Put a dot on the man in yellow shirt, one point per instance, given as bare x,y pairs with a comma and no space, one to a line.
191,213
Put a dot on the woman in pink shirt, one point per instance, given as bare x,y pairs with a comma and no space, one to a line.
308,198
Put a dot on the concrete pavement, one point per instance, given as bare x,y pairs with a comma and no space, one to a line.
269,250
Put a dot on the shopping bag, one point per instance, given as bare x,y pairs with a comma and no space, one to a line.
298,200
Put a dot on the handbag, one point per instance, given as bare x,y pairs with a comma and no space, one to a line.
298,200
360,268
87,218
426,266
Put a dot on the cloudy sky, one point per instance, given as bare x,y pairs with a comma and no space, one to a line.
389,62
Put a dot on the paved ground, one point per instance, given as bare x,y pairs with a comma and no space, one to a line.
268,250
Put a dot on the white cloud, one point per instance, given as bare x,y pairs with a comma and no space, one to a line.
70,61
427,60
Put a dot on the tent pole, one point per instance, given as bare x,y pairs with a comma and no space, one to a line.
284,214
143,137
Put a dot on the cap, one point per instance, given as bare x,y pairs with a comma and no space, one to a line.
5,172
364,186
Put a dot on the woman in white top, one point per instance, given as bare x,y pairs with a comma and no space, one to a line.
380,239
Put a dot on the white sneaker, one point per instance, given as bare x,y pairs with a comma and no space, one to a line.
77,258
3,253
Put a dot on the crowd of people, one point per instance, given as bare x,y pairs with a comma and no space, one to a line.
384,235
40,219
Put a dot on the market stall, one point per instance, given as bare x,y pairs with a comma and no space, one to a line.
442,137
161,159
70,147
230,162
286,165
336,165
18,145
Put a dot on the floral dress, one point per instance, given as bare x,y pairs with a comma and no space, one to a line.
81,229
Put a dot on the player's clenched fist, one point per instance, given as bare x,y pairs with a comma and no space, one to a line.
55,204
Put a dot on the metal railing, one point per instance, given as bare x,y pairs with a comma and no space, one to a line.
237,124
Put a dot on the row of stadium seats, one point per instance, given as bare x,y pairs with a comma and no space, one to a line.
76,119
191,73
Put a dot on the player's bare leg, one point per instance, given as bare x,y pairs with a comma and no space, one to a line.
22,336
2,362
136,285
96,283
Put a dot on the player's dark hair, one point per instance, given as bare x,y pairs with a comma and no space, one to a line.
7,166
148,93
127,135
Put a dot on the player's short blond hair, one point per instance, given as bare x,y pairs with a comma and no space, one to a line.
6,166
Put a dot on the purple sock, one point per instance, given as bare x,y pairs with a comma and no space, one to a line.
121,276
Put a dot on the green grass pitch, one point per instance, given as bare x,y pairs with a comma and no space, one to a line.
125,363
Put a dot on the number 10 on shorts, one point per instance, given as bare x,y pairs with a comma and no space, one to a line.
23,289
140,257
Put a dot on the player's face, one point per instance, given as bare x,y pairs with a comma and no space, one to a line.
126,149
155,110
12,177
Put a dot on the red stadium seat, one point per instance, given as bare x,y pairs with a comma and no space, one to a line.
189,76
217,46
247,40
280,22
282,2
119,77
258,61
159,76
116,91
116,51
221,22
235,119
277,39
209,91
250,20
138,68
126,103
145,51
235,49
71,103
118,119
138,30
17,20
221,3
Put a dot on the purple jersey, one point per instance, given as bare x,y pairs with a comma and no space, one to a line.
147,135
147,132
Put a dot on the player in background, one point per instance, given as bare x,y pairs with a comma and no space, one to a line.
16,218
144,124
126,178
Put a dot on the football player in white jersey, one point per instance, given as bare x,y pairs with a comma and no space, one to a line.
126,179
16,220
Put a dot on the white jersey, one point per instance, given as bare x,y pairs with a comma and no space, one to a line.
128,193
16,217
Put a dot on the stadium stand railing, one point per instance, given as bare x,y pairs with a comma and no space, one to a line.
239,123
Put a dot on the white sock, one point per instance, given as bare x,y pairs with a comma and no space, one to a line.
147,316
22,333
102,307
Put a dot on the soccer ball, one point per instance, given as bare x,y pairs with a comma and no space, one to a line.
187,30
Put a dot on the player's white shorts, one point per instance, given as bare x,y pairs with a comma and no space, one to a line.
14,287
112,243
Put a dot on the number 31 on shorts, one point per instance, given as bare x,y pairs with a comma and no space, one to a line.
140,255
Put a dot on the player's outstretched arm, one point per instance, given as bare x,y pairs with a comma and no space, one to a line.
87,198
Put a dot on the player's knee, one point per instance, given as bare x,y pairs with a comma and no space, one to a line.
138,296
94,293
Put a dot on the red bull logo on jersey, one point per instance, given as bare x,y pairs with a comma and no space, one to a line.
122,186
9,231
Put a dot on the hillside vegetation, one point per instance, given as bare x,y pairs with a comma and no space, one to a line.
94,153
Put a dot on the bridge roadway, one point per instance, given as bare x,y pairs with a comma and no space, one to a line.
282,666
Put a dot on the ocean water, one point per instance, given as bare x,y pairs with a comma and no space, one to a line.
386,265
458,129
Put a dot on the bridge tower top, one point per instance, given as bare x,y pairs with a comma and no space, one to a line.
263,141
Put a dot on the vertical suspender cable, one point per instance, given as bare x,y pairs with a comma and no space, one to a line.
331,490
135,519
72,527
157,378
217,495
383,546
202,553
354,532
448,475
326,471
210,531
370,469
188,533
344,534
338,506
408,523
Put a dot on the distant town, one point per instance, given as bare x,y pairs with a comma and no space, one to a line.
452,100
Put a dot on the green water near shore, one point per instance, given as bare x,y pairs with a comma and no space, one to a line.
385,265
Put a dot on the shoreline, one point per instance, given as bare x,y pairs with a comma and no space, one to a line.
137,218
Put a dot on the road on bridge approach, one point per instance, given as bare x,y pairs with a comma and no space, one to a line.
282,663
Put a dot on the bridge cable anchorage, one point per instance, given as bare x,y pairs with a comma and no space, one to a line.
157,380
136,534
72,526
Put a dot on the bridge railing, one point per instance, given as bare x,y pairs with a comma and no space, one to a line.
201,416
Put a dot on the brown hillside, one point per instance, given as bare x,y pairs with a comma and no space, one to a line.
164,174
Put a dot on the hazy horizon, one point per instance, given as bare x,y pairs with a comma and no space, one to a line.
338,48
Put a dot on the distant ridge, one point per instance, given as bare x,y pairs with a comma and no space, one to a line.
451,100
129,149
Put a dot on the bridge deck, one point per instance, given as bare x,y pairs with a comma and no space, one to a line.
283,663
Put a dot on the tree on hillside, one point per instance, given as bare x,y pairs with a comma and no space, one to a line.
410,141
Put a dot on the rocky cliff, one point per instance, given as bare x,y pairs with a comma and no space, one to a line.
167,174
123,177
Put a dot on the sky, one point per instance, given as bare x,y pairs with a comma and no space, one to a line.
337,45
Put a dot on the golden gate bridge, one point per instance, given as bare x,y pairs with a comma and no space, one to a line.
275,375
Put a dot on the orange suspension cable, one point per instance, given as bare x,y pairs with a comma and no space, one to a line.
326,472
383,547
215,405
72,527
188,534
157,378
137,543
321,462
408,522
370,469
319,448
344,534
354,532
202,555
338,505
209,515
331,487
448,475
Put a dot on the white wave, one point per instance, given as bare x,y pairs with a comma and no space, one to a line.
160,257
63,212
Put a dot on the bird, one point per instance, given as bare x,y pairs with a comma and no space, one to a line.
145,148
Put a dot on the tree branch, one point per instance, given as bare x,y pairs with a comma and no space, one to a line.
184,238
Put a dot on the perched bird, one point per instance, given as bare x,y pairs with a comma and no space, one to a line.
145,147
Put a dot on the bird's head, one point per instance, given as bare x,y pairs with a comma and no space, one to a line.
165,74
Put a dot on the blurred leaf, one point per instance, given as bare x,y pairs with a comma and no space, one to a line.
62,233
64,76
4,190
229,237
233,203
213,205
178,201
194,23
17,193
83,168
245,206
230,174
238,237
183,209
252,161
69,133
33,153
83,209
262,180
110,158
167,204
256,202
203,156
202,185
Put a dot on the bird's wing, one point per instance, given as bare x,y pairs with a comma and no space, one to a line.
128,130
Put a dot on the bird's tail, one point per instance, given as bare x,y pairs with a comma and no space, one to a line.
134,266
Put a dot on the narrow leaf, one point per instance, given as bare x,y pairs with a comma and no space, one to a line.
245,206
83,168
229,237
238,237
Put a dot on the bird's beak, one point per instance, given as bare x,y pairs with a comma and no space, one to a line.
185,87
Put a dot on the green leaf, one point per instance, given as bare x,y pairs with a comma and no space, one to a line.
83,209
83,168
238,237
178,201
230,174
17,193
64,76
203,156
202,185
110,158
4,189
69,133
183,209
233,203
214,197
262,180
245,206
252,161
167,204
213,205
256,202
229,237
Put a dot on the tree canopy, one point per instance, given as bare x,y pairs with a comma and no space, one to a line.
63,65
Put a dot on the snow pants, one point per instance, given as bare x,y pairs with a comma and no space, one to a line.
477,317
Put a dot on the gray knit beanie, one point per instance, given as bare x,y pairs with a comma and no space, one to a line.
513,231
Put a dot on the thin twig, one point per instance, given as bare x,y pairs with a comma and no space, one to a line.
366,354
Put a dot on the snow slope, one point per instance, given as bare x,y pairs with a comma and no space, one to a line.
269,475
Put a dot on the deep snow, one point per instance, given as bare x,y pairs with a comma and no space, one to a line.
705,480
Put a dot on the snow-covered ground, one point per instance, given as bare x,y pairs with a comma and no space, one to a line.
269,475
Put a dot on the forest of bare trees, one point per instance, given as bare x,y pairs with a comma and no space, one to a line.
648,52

+---+

Could you reproduce the listing from the line containing "Put a dot on the forest" through its end, requests included, with every coordinate in the answers multiplied by 2.6 and rounded to a whole number, halves going up?

• **TASK ANSWER**
Put a dot on the forest of bare trees, one point per instance, given as bare x,y pairs with a comma and no space, one to a line.
1685,135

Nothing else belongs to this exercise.